Exercise description: The line that contains "point per instance: brown" and all lines following it to the end of the data below: set these down exactly, and nothing besides.

:: Supplied material ::

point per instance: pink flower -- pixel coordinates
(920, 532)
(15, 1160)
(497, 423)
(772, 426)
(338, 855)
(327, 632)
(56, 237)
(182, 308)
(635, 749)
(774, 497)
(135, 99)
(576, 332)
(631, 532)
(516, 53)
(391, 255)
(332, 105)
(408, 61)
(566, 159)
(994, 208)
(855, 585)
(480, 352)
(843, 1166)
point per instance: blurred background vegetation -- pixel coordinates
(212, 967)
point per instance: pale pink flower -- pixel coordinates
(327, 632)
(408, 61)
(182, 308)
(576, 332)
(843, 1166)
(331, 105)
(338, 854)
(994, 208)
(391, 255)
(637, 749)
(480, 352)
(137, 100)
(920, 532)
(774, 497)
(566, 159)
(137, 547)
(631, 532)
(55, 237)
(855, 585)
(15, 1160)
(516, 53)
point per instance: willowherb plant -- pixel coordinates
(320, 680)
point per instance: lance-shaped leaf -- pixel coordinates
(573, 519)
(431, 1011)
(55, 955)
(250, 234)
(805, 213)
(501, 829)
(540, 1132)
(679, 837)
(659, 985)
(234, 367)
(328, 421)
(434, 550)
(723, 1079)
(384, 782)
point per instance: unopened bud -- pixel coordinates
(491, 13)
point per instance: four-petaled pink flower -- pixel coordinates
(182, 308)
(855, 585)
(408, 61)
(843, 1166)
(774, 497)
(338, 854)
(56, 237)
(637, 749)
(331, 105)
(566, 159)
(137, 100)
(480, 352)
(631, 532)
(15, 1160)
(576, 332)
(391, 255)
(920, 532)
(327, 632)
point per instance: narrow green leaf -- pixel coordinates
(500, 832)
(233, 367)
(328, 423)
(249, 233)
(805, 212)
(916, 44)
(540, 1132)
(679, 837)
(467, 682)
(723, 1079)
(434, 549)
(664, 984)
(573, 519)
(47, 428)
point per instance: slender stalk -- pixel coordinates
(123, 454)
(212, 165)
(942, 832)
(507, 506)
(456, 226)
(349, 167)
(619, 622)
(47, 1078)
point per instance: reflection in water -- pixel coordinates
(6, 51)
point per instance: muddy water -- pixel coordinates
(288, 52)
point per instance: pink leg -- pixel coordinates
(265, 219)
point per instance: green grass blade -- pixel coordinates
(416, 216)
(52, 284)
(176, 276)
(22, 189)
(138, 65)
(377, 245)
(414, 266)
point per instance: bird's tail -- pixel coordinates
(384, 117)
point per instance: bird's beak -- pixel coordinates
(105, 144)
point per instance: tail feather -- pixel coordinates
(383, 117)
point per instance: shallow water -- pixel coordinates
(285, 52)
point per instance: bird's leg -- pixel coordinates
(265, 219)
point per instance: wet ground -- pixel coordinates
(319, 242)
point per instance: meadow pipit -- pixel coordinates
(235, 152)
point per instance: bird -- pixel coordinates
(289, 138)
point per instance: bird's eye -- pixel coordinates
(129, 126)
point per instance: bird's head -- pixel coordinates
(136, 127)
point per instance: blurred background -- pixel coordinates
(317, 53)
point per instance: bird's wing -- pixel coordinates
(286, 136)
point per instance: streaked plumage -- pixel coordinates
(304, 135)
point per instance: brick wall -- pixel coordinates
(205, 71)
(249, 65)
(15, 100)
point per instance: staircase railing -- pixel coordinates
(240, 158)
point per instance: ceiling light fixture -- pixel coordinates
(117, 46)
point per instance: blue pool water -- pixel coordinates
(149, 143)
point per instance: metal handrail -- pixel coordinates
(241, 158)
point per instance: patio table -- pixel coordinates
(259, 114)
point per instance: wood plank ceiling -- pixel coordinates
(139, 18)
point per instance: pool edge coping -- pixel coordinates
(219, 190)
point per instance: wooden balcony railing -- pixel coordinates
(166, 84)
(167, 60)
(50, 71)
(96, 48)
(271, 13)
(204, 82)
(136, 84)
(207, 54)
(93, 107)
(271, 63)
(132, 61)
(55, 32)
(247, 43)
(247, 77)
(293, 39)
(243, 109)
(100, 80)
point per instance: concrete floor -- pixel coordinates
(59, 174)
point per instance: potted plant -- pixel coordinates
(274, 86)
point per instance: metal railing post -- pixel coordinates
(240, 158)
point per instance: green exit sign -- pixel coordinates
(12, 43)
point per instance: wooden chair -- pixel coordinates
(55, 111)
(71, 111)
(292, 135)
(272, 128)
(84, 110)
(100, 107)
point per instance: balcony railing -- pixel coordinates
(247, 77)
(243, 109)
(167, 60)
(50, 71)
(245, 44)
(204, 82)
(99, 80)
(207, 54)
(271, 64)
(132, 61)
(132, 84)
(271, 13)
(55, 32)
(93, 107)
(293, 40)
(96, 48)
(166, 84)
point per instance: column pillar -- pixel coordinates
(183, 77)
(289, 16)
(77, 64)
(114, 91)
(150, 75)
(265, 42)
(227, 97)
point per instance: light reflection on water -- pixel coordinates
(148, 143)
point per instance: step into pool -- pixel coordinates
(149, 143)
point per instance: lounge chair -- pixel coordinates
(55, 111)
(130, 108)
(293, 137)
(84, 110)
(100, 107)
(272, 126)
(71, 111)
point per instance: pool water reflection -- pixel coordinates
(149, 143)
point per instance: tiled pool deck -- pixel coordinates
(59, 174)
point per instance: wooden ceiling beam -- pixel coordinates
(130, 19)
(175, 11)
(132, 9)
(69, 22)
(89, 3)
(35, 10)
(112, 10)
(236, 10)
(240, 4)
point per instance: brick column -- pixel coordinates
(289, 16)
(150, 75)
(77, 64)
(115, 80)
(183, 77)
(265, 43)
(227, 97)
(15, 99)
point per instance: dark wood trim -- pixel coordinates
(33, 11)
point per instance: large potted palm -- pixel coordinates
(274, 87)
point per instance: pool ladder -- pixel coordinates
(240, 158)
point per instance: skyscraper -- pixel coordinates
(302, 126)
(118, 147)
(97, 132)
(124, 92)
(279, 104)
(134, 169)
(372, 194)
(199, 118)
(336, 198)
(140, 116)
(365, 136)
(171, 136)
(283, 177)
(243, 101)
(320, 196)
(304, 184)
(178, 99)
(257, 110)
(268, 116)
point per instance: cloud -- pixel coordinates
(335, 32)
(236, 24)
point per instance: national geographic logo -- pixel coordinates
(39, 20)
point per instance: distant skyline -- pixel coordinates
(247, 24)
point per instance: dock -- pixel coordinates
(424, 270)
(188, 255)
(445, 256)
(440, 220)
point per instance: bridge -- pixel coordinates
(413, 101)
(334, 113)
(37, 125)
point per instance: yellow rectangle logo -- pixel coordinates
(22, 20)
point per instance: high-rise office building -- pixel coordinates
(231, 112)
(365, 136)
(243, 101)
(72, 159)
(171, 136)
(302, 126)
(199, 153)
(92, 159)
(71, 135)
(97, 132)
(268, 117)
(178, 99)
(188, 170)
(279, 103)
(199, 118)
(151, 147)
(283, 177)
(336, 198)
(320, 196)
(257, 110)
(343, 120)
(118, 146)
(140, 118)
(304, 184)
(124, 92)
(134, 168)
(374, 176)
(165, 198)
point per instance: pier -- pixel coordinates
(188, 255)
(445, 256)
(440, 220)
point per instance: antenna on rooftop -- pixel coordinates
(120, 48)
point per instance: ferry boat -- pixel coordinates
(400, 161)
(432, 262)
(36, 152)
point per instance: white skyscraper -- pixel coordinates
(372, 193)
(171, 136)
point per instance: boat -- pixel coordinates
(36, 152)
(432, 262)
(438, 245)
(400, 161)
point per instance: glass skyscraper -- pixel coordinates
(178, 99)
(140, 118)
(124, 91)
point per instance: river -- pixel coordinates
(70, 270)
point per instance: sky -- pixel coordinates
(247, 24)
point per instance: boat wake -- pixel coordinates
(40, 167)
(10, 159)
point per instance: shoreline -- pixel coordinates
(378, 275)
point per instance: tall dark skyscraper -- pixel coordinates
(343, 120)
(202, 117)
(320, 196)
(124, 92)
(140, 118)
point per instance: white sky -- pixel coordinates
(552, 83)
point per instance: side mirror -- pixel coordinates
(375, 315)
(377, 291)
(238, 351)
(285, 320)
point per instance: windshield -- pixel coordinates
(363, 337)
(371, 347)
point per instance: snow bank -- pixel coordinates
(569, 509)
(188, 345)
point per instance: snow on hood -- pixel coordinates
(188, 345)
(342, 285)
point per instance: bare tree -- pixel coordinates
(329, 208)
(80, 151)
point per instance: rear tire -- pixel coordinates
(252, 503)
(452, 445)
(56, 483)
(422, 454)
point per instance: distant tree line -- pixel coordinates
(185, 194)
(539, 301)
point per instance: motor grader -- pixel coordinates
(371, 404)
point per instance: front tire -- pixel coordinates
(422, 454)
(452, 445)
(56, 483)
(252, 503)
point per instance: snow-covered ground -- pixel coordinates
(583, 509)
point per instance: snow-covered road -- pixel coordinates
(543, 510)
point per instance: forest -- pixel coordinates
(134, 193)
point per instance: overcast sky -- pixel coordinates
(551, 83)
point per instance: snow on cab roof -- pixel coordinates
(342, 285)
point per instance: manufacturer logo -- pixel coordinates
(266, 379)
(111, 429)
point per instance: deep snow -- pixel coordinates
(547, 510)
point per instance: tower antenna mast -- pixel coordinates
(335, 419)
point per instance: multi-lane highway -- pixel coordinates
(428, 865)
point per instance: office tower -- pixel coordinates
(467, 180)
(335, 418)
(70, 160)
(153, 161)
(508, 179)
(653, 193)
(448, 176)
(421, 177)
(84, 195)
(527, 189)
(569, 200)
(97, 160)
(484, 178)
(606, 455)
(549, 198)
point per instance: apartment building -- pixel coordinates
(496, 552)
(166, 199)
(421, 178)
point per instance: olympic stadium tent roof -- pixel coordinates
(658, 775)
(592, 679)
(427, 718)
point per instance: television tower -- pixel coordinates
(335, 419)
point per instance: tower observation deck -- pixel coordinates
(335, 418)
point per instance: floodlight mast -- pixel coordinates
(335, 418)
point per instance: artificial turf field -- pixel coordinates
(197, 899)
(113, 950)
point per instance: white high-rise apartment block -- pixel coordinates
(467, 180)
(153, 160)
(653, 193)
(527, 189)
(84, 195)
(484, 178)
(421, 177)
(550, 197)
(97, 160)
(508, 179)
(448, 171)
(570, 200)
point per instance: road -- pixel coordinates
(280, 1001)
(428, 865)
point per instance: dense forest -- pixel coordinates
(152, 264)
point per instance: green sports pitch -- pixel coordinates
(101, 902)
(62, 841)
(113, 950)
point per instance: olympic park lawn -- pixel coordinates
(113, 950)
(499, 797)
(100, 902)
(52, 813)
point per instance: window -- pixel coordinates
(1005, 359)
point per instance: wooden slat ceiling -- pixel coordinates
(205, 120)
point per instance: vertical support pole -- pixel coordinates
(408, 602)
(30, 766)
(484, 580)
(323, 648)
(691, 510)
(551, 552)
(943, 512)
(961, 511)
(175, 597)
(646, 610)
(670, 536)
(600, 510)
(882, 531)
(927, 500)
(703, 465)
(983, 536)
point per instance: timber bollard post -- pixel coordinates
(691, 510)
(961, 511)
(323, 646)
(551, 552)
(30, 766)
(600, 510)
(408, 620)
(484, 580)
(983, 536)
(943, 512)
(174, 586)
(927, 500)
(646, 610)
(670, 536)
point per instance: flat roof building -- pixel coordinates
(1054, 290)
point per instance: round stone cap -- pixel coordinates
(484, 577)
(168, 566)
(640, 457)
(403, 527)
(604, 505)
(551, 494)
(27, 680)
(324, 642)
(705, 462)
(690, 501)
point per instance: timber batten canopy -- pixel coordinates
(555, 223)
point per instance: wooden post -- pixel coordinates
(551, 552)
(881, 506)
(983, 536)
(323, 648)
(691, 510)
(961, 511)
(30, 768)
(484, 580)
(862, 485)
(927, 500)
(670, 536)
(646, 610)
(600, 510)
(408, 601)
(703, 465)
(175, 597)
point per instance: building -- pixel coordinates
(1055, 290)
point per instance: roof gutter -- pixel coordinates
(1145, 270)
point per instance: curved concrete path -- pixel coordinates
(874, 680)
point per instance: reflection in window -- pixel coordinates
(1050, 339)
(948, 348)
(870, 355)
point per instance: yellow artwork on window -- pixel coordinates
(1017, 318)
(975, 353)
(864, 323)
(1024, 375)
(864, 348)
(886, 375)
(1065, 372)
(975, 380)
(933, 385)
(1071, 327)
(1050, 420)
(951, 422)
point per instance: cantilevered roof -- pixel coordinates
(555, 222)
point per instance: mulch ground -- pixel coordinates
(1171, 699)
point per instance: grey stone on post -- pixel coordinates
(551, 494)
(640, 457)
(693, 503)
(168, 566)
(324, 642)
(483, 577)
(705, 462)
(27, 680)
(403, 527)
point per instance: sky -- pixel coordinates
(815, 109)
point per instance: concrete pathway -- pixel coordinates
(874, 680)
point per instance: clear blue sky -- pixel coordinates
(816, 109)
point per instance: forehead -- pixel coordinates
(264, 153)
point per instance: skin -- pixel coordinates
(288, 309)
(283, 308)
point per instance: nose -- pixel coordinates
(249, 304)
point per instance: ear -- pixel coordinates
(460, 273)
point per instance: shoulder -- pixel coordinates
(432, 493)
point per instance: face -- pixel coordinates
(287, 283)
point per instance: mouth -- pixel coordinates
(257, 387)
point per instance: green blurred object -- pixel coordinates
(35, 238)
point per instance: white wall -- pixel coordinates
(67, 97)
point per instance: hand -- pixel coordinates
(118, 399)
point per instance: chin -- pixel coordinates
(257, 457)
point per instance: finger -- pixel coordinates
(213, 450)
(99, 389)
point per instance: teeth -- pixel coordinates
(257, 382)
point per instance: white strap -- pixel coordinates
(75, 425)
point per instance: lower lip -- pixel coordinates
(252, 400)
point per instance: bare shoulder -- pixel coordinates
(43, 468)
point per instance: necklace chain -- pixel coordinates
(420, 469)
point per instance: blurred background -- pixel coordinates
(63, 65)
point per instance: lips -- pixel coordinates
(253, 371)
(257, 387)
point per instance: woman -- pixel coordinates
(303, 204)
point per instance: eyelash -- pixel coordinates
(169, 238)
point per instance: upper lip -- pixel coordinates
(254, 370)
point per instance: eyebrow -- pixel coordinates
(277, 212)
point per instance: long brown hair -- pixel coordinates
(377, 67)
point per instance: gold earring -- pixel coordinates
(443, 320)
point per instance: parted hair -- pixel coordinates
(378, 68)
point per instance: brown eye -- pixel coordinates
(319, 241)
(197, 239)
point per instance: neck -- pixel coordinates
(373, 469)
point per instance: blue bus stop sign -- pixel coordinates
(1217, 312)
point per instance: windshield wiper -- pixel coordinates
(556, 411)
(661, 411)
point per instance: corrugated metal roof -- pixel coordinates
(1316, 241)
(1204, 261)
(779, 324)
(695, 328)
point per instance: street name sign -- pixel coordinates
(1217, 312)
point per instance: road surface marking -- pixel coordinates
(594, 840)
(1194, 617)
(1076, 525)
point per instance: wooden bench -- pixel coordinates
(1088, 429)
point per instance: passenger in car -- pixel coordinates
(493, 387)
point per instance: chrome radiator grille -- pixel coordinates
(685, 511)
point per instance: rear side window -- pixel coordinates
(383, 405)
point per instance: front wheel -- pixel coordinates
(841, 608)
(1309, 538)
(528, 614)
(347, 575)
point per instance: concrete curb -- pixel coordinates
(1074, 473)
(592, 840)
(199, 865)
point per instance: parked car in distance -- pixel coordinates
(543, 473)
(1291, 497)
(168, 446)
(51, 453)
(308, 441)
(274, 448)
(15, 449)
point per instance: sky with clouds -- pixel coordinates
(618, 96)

:::

Final answer:
point per instance: brown eye -- pixel coordinates
(319, 241)
(197, 239)
point per instance: neck -- pixel coordinates
(373, 469)
point per instance: blue bus stop sign -- pixel coordinates
(1217, 312)
point per instance: windshield wiper -- pixel coordinates
(556, 411)
(661, 411)
point per instance: corrugated metal roof -- pixel coordinates
(1316, 241)
(1204, 261)
(779, 324)
(695, 328)
point per instance: street name sign -- pixel coordinates
(1217, 312)
point per instance: road surface marking -- pixel coordinates
(594, 840)
(1194, 617)
(1076, 525)
point per instance: wooden bench -- pixel coordinates
(1088, 429)
point per instance: passenger in car -- pixel coordinates
(493, 387)
point per instance: chrome radiator grille -- pixel coordinates
(685, 511)
point per instance: rear side window -- pixel coordinates
(383, 405)
point per instance: front wheel -- pixel coordinates
(841, 608)
(1309, 538)
(528, 614)
(347, 575)
point per instance: concrete curb -- pixel coordinates
(1074, 473)
(592, 840)
(199, 865)
point per instance: parked car in distance -- pixel coordinates
(543, 473)
(1291, 497)
(168, 446)
(51, 453)
(308, 441)
(274, 448)
(15, 449)
point per instance: sky with clouds -- pixel coordinates
(618, 96)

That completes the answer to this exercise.